■ **Source extract**
↓↓↓
Murder Inc.

Join this mystery meet

 10/31
The video games, films and music of our current landscape take a lot of heat in terms of repercussions and cause-and-effect finger pointing. But one bullet consistently fired from the anti-censorship camp is that of our historic love affair with foul play. Murder, the abomination as fascination, is a consistent source of intrigue/entertainment, and Agatha Christie's locked-in "whodunit" style endures as something of a self-sufficient genre. Keith and Margo's Murder Mystery Weekend this Halloween brings the warm claustrophobia of a stormy night, shifty dinner guests and a cold stiff to simulated life at the Adolphus Hotel, with the plot known as "The Realm of the Reaper" unfolding around--and including--you. The familiarity of the premise doesn't lead to a campy production, however, so expect as much William Randolph Hearst as Colonel Mustard as you spend Friday through Sunday playing detective in the lap of luxury. Prices range from $825 to $2,750 depending on the number of guests and rooms occupied, but keep in mind that includes a weekend at the Adolphus, meals and one helluva memorable Halloween. The Adolphus Hotel is at 1321 Commerce St. Call 972-263-5178 for more clues. --Matt Hursh

If It Ainít Baroque...
11/4

Obscure Dallas cultural factoid: The New York Baroque Dance Company has dancers who live here. Catherine Turocy lives in Dallas and directs and choreographs for NYBDC. Ditto for Marcea Daiter, except she lives in New York City. Somehow, they all get together and tour during the year, presenting strange and rare baroque dance performances with period costumes, period music and dance forms such as waltzes, minuets and contredanses. Fascinated? You can buy a ticket for the Tuesday performance at the Meyerson Symphony Center and rescue these weirdos from obscurity. Turocy says the company's "Soiree Baroque en Haiti" will dazzle the senses and illustrate a moment in history loaded with territorial occupation, rebellion and self-determination. "You can see two cultures, French and Haitian, side by side as they would have been in the 1790s and understand the tension," she says. Dancers will perform French period pieces, followed by their Haitian counterparts, including social and pantomime dances, with high-flying virtuoso male dancers intermingled. Dancers wear accurate costumes, with corsets, billowy skirts and powdered wigs. NYBDC is joined by Dallas Black Dance Theatre for this unique effort. Tickets are $40, $25 and $15 and are available at www.dallasbach.org or by calling 214-320-8700. --Annabelle Massey Helber

Chicken of the Stage
11/4


It's November, which means it's time for the Christmas decorations to go on sale at Kroger. Grocery stores have been getting a head start on the Christmas dollars for years, and now theater is jumping on the pre-Thanksgiving/jump-into-Christmas bandwagon. A Tuna Christmas--the long-running two-man show that's a favorite of hicks and bourgeoisie alike--will once again stop by the Majestic Theater, 1925 Elm St., from November 4 through November 9. Tickets are $10 to $53 and are available at the box office or any Ticketmaster outlet. Call 214-631-ARTS or visit www.ticketmaster.com. --Mary Monigold

Jaston Williams and Joe Sears
Jaston Williams and Joe Sears

A Lotta Latte
10/31


Coffee and karaoke. Two harmonious concepts blended together to create a divine symphony of caffeine and Barry Manilow. What could be better than these two scrumptious delights? Well, 56 hours' worth of scrumptiousness, of course. Standard and Pours Coffee and Stocks, located at 1409 S. Lamar #012, will host the 56-Hour Karaoke On Caffeine Marathon in an attempt to set the Guinness World Record for most continuous hours of karaoke from October 31 through November 2. Spots are open to anyone who wishes to participate. Call 214-565-0383. --Mary Monigold

Cards of Fate
How to deal with what is dealt?
↑↑↑
■ **Supplied data**
↓↓↓
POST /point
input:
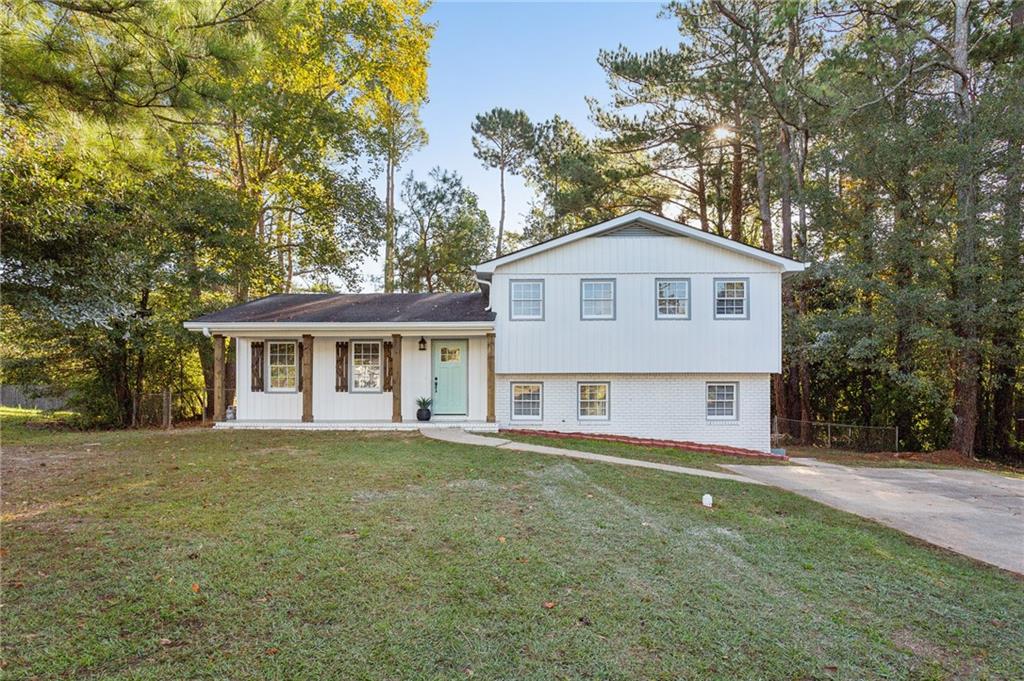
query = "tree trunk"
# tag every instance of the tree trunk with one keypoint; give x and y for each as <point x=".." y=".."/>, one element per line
↑↑↑
■ **What you will do**
Reproduce the passage of the event listings between "A Lotta Latte" and "what is dealt?", inclusive. The material has no connection to the event listings.

■ **Solution**
A Lotta Latte
10/31


Coffee and karaoke. Two harmonious concepts blended together to create a divine symphony of caffeine and Barry Manilow. What could be better than these two scrumptious delights? Well, 56 hours' worth of scrumptiousness, of course. Standard and Pours Coffee and Stocks, located at 1409 S. Lamar #012, will host the 56-Hour Karaoke On Caffeine Marathon in an attempt to set the Guinness World Record for most continuous hours of karaoke from October 31 through November 2. Spots are open to anyone who wishes to participate. Call 214-565-0383. --Mary Monigold

Cards of Fate
How to deal with what is dealt?